━━ EXCERPTED DATA
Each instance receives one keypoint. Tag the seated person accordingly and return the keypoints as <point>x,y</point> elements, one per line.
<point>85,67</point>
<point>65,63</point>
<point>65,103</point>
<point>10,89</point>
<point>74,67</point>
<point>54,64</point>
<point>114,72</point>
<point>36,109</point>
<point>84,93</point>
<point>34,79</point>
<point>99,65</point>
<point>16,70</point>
━━━━
◆ EXERCISE REQUIREMENTS
Reproduce the material above line for line, with no changes.

◆ TASK RESPONSE
Each instance receives one keypoint. Tag the seated person accordingly and return the keypoints as <point>x,y</point> elements, one per line.
<point>85,67</point>
<point>65,63</point>
<point>65,103</point>
<point>10,89</point>
<point>74,67</point>
<point>54,64</point>
<point>114,72</point>
<point>36,109</point>
<point>84,93</point>
<point>34,79</point>
<point>99,65</point>
<point>16,70</point>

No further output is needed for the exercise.